Supplied text =
******

India to add another 20,000 MW to nuclear power generation capacity

India plans to raise nuclear power generation capacity by another 20,000 Megawatt (MW) over the next decade, according to Atomic Energy Commission chairman K N Vyas.
Currently, the country has an installed capacity of 6,780 MW, generated by 22 reactors at seven nuclear power plants. They supply 35 Tetrawatt/hour (TWh) or 3.22 percent of India’s total power output.
As part of expansion five nuclear reactors of 6,700 MW capacity are under construction, and eleven with a combined capacity of 41,000 MW have been planned. Prime Minister Narendra Modi government is resolutely pursuing plans to exploit every available resource – solar, wind, hydro, biomass and nuclear – to build hefty portfolio of carbon-free energy for sustainable development. In the process it aims to reduce its oil and gas imports, which reached 90 percent in the case of oil and 50 percent for gas.

******

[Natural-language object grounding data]

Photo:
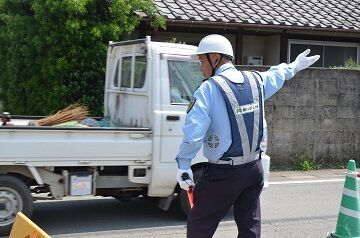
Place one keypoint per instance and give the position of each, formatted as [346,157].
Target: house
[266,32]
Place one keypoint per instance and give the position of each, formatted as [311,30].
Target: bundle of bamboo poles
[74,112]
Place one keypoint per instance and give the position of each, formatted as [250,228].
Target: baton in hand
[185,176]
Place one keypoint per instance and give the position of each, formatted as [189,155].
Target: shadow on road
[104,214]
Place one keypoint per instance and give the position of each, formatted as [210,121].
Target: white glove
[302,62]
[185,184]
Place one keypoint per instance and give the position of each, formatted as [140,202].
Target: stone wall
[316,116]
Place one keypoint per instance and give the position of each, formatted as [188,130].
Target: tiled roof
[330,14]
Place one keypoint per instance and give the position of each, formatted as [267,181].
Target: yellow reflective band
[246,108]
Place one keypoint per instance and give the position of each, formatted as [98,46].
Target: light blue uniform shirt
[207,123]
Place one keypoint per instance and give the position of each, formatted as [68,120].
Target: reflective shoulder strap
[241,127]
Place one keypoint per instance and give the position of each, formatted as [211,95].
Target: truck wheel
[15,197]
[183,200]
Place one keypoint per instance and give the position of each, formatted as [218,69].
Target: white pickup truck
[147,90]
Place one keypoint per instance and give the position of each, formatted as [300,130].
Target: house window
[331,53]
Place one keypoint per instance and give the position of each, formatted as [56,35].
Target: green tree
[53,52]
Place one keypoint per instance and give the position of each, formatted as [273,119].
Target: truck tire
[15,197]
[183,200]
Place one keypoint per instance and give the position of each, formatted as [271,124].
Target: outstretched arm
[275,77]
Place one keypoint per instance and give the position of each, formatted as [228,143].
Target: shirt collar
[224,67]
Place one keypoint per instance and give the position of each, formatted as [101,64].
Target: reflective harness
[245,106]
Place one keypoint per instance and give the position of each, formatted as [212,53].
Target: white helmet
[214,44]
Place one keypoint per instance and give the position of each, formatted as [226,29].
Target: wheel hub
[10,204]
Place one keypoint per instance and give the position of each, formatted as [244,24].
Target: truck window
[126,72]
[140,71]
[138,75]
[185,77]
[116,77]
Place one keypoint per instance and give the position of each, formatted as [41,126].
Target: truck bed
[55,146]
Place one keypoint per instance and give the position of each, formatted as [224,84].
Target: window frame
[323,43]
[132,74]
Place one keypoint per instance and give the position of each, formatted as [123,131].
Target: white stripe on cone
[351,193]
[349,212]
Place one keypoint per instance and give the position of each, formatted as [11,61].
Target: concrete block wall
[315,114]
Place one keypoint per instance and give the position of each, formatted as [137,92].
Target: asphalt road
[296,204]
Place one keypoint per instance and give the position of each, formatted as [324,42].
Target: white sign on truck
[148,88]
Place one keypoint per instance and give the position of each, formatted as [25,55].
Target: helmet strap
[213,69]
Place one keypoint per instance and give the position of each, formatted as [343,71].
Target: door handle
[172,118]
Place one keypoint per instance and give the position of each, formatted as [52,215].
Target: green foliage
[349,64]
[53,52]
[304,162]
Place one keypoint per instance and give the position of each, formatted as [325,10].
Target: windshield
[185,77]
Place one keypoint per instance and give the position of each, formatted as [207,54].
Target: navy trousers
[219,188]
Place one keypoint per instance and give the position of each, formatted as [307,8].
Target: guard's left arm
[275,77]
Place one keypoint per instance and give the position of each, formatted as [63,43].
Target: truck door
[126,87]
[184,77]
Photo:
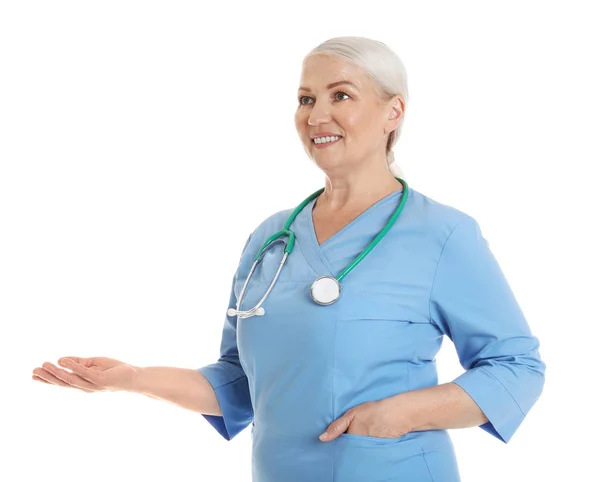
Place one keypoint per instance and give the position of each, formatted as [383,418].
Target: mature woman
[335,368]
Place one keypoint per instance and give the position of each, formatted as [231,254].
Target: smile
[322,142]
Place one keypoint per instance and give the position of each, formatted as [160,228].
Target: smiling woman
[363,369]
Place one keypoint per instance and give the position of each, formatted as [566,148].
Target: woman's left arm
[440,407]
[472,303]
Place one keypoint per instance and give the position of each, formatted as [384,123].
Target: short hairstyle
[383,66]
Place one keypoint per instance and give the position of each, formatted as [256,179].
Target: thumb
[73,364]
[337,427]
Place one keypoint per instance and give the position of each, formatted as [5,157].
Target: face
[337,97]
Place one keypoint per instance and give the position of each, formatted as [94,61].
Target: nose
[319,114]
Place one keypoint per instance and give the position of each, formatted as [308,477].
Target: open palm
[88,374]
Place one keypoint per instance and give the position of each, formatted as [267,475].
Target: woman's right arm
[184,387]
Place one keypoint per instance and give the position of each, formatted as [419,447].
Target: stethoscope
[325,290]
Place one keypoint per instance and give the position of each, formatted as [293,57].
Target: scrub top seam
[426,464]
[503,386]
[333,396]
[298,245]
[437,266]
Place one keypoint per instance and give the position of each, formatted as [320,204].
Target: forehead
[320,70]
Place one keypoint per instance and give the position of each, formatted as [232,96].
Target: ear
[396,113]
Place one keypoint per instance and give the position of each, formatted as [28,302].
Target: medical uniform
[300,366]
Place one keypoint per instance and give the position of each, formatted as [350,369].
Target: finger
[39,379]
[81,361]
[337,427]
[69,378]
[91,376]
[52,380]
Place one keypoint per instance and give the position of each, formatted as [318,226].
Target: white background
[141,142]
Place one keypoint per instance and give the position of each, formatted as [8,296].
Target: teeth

******

Assignment =
Answer from the article on India's nuclear power, which appears before the rows.
(a) How many reactors, at how many nuclear power plants, generate India's current installed capacity?
(b) How many nuclear reactors are under construction, and what is their capacity?
(c) What level did imports reach in the case of oil?

Result below =
(a) 22 reactors at seven nuclear power plants
(b) Five reactors, with a capacity of 6,700 MW
(c) 90 percent